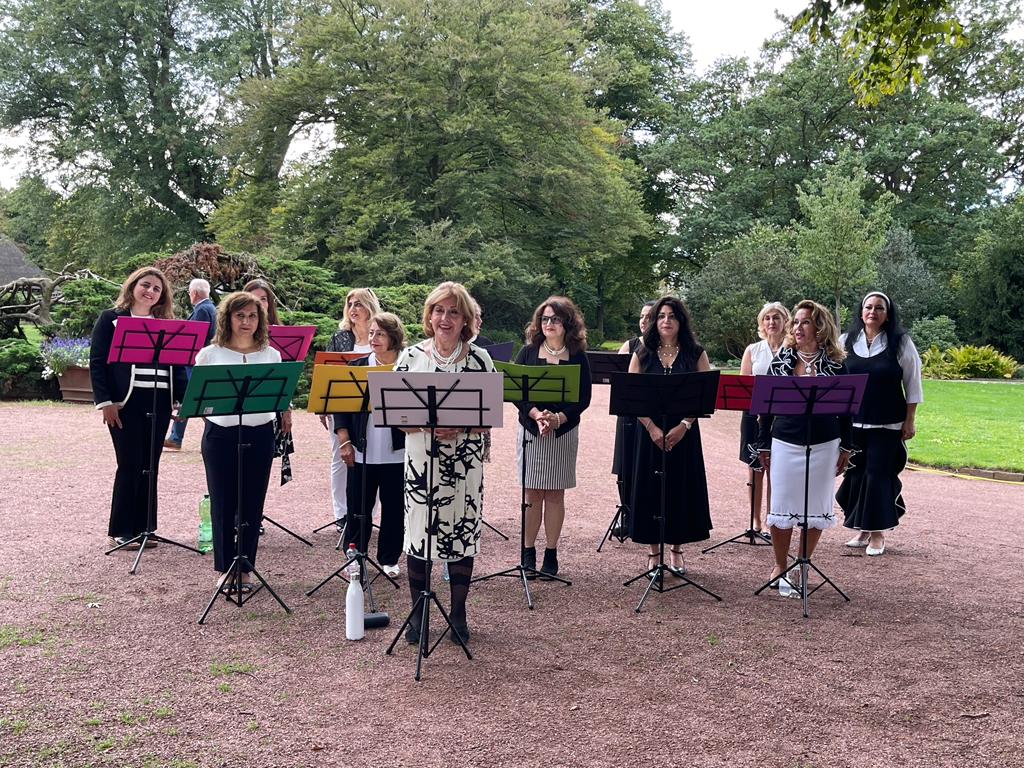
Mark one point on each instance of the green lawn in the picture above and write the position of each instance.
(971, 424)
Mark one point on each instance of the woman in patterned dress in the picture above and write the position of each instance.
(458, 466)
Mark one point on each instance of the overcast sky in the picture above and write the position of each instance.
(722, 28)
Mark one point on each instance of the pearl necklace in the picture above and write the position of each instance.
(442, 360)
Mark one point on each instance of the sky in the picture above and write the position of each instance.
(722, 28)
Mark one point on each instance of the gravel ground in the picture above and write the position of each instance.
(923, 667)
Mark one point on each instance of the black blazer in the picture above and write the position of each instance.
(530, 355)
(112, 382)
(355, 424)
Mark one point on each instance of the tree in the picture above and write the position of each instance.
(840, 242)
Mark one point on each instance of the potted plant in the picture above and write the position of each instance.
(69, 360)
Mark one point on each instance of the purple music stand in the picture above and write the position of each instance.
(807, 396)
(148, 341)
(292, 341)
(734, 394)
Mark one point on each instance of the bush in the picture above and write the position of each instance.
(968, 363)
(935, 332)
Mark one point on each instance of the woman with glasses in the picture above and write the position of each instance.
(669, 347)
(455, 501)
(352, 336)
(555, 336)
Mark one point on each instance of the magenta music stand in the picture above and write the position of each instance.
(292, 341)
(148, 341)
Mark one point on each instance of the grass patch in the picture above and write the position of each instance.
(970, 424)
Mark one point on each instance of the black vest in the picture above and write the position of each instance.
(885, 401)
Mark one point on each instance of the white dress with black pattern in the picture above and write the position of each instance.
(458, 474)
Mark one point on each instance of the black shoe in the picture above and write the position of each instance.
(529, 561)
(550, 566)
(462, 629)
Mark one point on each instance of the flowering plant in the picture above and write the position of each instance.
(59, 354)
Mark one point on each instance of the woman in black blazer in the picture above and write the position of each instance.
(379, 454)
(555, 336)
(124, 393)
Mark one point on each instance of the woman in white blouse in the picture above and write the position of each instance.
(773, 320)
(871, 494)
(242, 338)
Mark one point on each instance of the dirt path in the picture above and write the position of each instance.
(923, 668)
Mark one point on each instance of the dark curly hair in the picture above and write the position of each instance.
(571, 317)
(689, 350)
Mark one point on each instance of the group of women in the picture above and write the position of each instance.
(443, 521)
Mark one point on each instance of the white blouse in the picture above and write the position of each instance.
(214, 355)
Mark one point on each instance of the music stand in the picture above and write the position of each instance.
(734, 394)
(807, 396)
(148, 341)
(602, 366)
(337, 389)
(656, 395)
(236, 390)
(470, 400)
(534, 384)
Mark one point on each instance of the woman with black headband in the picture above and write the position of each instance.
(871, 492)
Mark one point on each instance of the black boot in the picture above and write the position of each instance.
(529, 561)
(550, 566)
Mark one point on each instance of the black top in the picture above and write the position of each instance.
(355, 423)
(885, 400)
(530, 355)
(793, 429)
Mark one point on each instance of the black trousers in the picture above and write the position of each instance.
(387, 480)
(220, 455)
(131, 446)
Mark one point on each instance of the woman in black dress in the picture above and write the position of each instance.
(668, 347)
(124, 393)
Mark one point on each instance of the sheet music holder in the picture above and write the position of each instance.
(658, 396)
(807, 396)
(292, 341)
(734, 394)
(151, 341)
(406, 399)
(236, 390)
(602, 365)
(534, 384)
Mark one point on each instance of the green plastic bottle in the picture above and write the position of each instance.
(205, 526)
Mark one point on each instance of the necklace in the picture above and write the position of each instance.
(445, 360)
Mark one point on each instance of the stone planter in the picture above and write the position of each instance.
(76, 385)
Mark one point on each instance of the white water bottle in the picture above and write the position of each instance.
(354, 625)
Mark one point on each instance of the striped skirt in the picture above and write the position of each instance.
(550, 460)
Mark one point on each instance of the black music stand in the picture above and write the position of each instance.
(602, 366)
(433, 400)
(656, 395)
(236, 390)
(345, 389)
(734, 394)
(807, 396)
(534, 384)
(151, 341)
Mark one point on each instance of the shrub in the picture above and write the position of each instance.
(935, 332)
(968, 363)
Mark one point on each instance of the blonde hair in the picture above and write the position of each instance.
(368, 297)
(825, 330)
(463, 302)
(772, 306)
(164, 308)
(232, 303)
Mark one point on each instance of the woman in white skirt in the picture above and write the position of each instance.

+ + +

__Work instruction__
An exact copy of the lines from the one containing "Mark one point on each instance of the stone" through the end of the data above is the whole answer.

__Answer section__
Mark one point on each instance of the stone planter in the picture above and write the position of each instance.
(76, 385)
Mark one point on each instance of the white water bottle in the picture above and write the position of each instance.
(354, 625)
Mark one point on each instance of the striped skirt in the picture above and write the position of each instance.
(550, 460)
Mark one point on each instance of the black music stand in the picture above and write the position of each instance.
(602, 366)
(433, 400)
(656, 395)
(236, 390)
(345, 389)
(734, 394)
(807, 396)
(534, 384)
(151, 341)
Mark one point on each instance of the shrub in the picture above and write the position of each instance.
(935, 332)
(968, 363)
Mark one point on each instance of the blonde hair in the picture above and write the position of each instance.
(368, 297)
(825, 330)
(463, 302)
(772, 306)
(164, 308)
(232, 303)
Mark one point on each instance of the woman in white skirt in the picture above and write the position of each instance.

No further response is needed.